■ Set exercise 1
Which lines in the rows below contain the string "dirt"? Pull out each of those lines and copy it unchanged.

Writing for WW & Other Mags


Here we are in theme week and it's my turn to relate any experiences of writing for Woman's World and other magazines. Since my experiences tend to be on the meager side, I'll count on the true masters of this craft, Michael Bracken and John Floyd to tell the full story when it's their turn.

My first three published stories for any market went to biker magazines; two to Easyriders and one to Outlaw Biker. Easyriders paid $250 each and Outlaw Biker paid $50. At the time, I was working undercover on bike gangs and reading those magazines for background information. Upon finishing a certain story in the first magazine, I decided it was so bad that I could create a better story. So, I sat down, wrote out a story in long hand, typed it and snail-mailed it in. Easyriders bought it and I became a professionally paid author. In a move to CYA, the byline on the story was one of the nicknames I used on the street, the check came in one of my undercover aliases and my wife worked in the financial arena where the checks had to be cashed.

One small problem. Agents weren't allowed to have outside employment, to include writing short stories. However, the agency had spent several weeks teaching us how to go undercover, essentially how to lie to criminals, how to acquire another persona and in general how to survive as a fake person. And, I will give credit to their excellent training, because no one found me out, to include the agency.

■ Data for this task
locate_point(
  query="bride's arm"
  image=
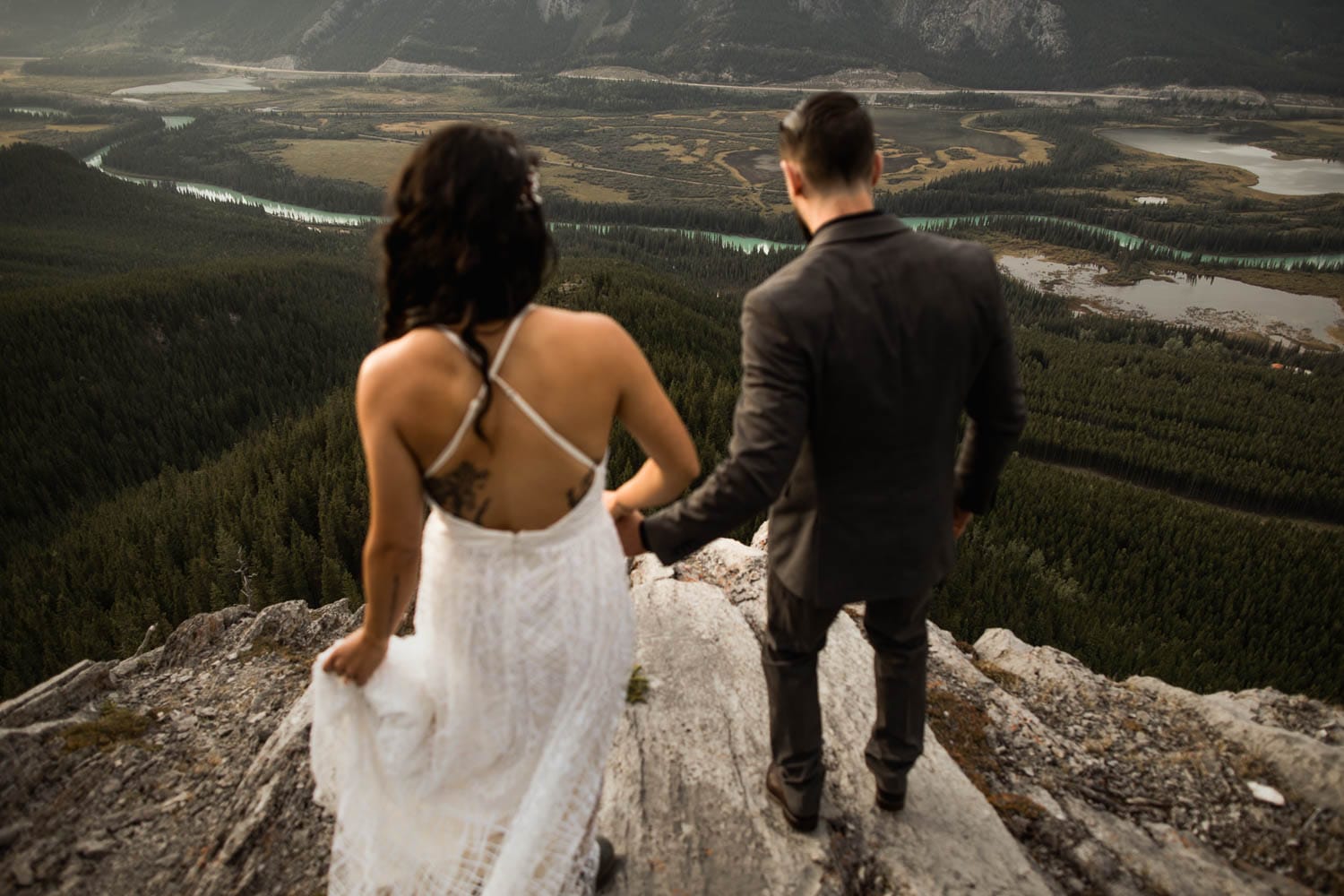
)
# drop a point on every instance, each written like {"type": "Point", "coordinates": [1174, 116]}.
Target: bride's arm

* * *

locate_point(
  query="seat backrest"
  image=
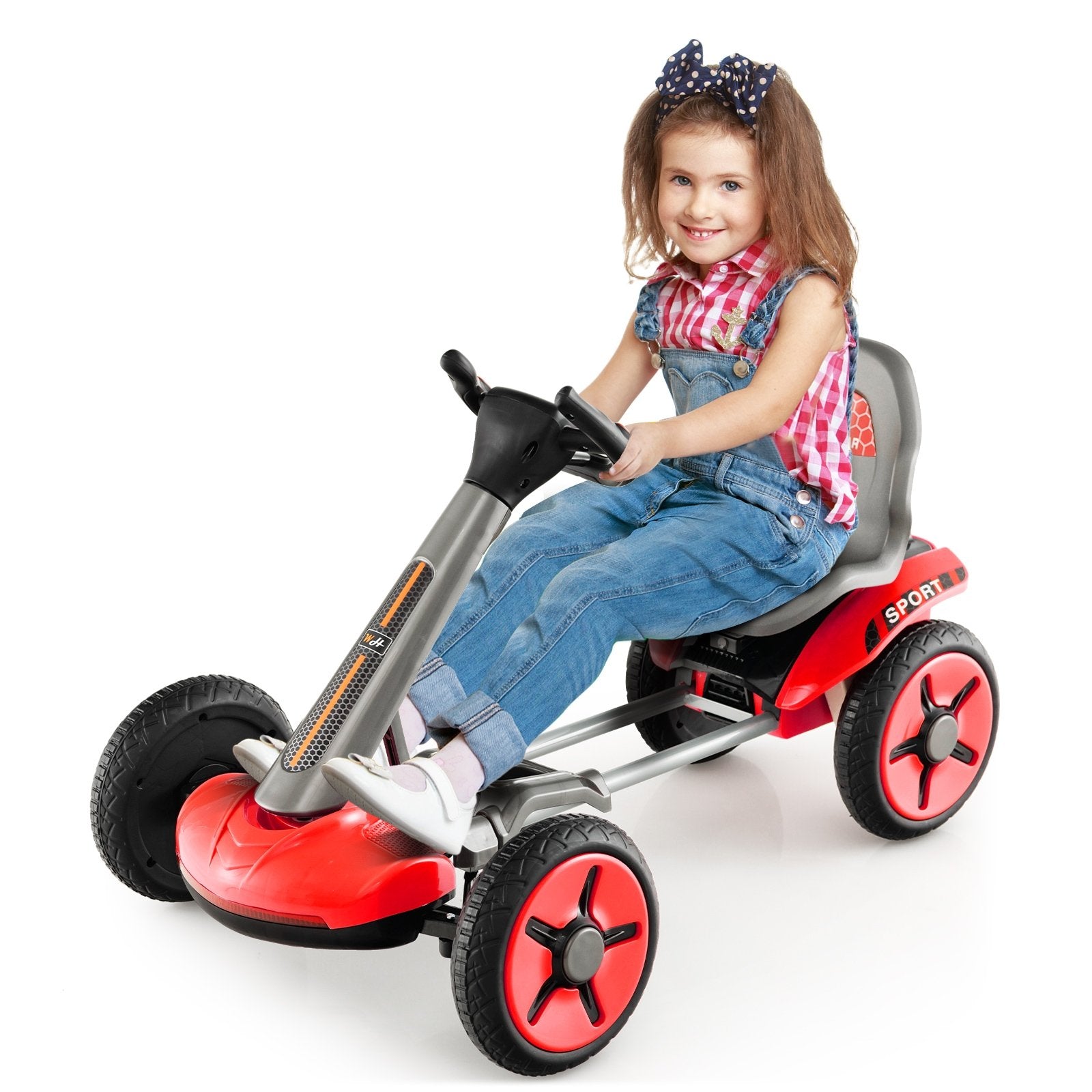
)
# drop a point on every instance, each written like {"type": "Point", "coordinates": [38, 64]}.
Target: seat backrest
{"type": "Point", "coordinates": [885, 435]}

* * *

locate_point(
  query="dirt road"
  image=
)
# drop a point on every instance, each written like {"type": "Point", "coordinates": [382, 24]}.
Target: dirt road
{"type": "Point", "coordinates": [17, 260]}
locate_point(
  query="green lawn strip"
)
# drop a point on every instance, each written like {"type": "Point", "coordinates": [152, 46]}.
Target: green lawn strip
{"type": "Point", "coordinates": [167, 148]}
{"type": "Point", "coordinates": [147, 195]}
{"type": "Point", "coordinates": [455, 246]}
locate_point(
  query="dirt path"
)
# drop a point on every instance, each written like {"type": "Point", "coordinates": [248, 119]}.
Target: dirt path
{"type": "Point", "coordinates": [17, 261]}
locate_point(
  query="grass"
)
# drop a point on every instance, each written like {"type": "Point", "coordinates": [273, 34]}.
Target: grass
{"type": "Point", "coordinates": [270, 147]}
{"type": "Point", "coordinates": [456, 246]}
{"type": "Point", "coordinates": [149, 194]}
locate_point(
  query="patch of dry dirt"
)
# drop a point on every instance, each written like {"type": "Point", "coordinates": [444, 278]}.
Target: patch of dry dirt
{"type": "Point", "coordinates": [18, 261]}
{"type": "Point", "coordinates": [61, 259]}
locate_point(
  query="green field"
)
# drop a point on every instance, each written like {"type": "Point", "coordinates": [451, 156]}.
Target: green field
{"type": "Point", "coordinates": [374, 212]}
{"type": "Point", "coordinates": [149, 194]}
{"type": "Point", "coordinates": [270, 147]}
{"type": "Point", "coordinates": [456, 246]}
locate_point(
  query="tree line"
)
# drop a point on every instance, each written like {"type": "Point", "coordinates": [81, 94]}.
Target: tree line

■ Set exercise 2
Repeat the whole passage on writing for magazines above, word for word.

■ Complete answer 1
  query="dirt road"
Target: dirt road
  query="dirt path"
Target: dirt path
  query="patch of dry dirt"
Target: patch of dry dirt

■ Complete answer 2
Writing for WW & Other Mags


Here we are in theme week and it's my turn to relate any experiences of writing for Woman's World and other magazines. Since my experiences tend to be on the meager side, I'll count on the true masters of this craft, Michael Bracken and John Floyd to tell the full story when it's their turn.

My first three published stories for any market went to biker magazines; two to Easyriders and one to Outlaw Biker. Easyriders paid $250 each and Outlaw Biker paid $50. At the time, I was working undercover on bike gangs and reading those magazines for background information. Upon finishing a certain story in the first magazine, I decided it was so bad that I could create a better story. So, I sat down, wrote out a story in long hand, typed it and snail-mailed it in. Easyriders bought it and I became a professionally paid author. In a move to CYA, the byline on the story was one of the nicknames I used on the street, the check came in one of my undercover aliases and my wife worked in the financial arena where the checks had to be cashed.

One small problem. Agents weren't allowed to have outside employment, to include writing short stories. However, the agency had spent several weeks teaching us how to go undercover, essentially how to lie to criminals, how to acquire another persona and in general how to survive as a fake person. And, I will give credit to their excellent training, because no one found me out, to include the agency.